▶ **Job**:
Would you output the whole listing below, exactly as it reads?

— BEGIN —

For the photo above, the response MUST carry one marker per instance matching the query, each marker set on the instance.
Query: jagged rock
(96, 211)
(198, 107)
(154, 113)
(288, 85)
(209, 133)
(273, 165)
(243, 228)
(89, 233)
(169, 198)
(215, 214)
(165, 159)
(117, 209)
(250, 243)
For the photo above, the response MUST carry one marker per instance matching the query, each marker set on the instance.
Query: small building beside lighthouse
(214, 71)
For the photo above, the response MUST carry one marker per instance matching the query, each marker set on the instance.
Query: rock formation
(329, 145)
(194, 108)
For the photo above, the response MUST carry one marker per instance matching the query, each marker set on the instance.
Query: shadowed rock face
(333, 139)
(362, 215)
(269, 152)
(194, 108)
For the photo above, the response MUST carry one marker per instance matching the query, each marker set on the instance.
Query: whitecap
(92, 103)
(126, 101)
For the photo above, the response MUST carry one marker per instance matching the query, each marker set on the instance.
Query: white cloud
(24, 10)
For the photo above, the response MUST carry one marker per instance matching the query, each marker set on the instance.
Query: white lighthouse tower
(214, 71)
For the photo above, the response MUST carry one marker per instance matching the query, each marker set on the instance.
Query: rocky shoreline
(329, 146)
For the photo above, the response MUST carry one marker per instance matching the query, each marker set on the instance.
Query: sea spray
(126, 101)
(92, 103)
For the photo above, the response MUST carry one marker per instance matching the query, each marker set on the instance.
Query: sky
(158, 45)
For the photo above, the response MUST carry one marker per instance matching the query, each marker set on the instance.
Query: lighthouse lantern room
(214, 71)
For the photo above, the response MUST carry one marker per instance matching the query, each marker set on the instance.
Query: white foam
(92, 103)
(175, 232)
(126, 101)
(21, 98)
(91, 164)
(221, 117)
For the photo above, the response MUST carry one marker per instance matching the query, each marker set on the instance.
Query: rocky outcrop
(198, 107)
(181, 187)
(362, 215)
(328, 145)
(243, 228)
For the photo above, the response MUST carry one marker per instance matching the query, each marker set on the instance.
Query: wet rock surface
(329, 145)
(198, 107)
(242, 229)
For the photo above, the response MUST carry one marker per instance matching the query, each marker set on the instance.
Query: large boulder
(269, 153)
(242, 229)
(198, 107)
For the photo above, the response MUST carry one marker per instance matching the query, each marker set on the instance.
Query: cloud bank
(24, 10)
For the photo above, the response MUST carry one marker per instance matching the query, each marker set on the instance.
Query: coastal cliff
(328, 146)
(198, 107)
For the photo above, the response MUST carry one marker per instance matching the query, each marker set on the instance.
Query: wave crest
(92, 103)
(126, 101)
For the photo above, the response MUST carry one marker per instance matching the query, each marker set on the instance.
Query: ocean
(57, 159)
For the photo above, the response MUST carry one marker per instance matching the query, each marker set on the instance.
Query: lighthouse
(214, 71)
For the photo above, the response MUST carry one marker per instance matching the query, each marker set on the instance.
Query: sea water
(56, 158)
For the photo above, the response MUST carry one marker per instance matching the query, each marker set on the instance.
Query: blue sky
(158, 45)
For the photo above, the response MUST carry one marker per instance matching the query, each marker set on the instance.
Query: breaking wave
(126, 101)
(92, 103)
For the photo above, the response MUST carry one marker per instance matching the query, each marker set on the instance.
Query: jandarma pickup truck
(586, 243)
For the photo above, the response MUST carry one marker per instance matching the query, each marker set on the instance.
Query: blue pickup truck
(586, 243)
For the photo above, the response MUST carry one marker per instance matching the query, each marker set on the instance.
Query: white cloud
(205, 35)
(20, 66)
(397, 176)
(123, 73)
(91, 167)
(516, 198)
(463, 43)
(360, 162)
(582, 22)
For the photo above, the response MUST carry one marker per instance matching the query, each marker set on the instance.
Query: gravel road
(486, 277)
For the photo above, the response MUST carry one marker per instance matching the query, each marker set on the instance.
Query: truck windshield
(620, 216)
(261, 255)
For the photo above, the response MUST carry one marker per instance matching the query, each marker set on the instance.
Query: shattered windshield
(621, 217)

— END —

▶ **Result of the task**:
For the photo above, the response MUST carry one marker per instance matching the query, each marker set on the instance.
Query: jagged rock
(96, 211)
(198, 107)
(154, 113)
(288, 85)
(209, 133)
(273, 165)
(243, 228)
(89, 233)
(169, 198)
(215, 214)
(165, 159)
(117, 209)
(250, 243)
For the photo above, the response MUST carry one marker per instance matching the query, each marker set on the instance.
Query: small building beside lighthouse
(214, 71)
For the photo above, the response MUST carry one marker per instance matching the query, each marker set on the instance.
Query: rock formation
(329, 145)
(194, 108)
For the photo above, the response MUST carry one marker per instance matching the query, each marker set on the instance.
Query: shadowed rock face
(333, 139)
(362, 215)
(269, 152)
(194, 108)
For the photo above, the response MUST carry one marker per instance matching the query, each marker set on the instance.
Query: whitecap
(92, 103)
(126, 101)
For the photo above, the response MUST carry one marker per instance matching the query, each marker set on the instance.
Query: white cloud
(24, 10)
For the photo above, the response MUST carry one marker per instance matching the query, each marker set on the instance.
Query: white lighthouse tower
(214, 71)
For the photo above, the response MUST carry one marker per instance matching the query, each marker set on the instance.
Query: rocky shoreline
(329, 146)
For the photo above, the response MUST carry one marker per instance matching the query, each marker set on the instance.
Query: sea spray
(126, 101)
(92, 103)
For the photo above, the response MUST carry one marker per instance matching the query, each marker set on the instance.
Query: sky
(158, 45)
For the photo above, the response MUST carry one marker per instance matching the query, each marker set on the instance.
Query: lighthouse lantern room
(214, 71)
For the photo above, the response MUST carry one marker per instance matching the query, each marker set on the instance.
Query: white foam
(92, 103)
(175, 232)
(126, 101)
(21, 98)
(91, 164)
(221, 117)
For the photo above, the response MUST carry one marker per instance matching the query, each marker set on the instance.
Query: rocky outcrop
(198, 107)
(181, 187)
(362, 215)
(328, 145)
(243, 228)
For the photo above, the response MUST carry one marker per instance matching the query, each marker set on the instance.
Query: wet rock surface
(329, 145)
(198, 107)
(242, 229)
For the photo above, the response MUST carry one marker per instance matching the query, each marker set on the instance.
Query: large boulder
(269, 153)
(242, 229)
(198, 107)
For the photo above, the response MUST carry one marker per instance matching the query, each marker set on the instance.
Query: cloud bank
(24, 10)
For the photo above, the response MUST carry one marker per instance matching the query, each marker set on the instance.
Query: coastal cliff
(328, 146)
(198, 107)
For the photo above, the response MUST carry one marker per instance matching the query, each marker set on the instance.
Query: wave crest
(92, 103)
(126, 101)
For the photo above, the response MUST carry one marker per instance matching the query, each marker set on the instance.
Query: ocean
(57, 159)
For the photo above, the response MUST carry one marker per instance matching the query, each marker set on the instance.
Query: lighthouse
(214, 71)
For the photo above, the response MUST carry one marker per instance matching the query, each marker set on the instance.
Query: sea water
(56, 158)
For the photo above, the response MUST carry one marker per instance matching the query, each marker set on the instance.
Query: blue sky
(158, 45)
For the photo above, the response MUST carry one marker per instance matching the query, each marker set on the instance.
Query: breaking wave
(126, 101)
(92, 103)
For the photo above, the response MUST carry one marker per instance matching the query, each marker set on the instance.
Query: jandarma pickup truck
(586, 243)
For the photo above, the response MUST carry one marker per instance matching the query, each marker set on the instance.
Query: blue pickup truck
(586, 243)
For the photo above, the response MUST carry one marker per instance matching the query, each marker set on the instance.
Query: white cloud
(205, 35)
(20, 66)
(397, 176)
(123, 73)
(91, 167)
(516, 198)
(463, 43)
(360, 162)
(582, 22)
For the photo above, the response MUST carry one marker per instance matching the query, each marker set on the instance.
Query: gravel road
(486, 277)
For the photo above, the response MUST carry one marker per instance matching the query, each marker set on the instance.
Query: truck windshield
(620, 216)
(261, 255)
For the photo above, the response MUST carry one marker per instance matching the query, each marker set on the instance.
Query: shattered windshield
(621, 217)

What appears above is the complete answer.